DATA ROWS >>

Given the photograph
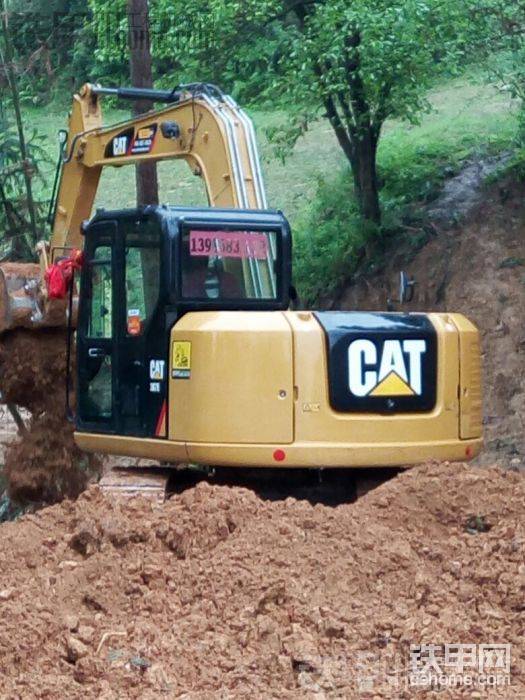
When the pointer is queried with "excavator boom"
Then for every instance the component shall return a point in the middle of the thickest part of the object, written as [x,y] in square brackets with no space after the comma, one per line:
[199,125]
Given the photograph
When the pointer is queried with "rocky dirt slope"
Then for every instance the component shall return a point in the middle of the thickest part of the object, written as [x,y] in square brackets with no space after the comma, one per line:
[476,268]
[218,594]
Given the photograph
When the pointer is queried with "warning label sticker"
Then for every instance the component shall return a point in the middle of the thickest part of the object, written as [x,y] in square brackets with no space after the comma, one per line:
[181,360]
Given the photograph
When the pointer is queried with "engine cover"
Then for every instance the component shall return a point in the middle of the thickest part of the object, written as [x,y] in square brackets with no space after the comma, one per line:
[380,362]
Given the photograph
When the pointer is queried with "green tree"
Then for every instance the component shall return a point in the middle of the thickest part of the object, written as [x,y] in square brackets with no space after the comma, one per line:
[360,63]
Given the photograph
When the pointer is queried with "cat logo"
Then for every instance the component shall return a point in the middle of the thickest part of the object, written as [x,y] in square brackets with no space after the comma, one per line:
[120,146]
[392,369]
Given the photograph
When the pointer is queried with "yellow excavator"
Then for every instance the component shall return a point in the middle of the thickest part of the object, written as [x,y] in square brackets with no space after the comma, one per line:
[187,350]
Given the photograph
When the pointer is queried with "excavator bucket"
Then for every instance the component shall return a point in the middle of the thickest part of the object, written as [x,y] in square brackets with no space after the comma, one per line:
[24,303]
[19,291]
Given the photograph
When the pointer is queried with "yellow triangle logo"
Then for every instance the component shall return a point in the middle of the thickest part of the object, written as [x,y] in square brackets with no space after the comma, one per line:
[392,385]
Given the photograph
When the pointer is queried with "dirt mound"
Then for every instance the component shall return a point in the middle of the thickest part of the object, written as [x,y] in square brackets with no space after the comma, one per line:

BRIEF >>
Report only how many lines of the material above contain the string "pointer", counting a match only when its letter case is the same.

COMPLETED EXERCISE >>
10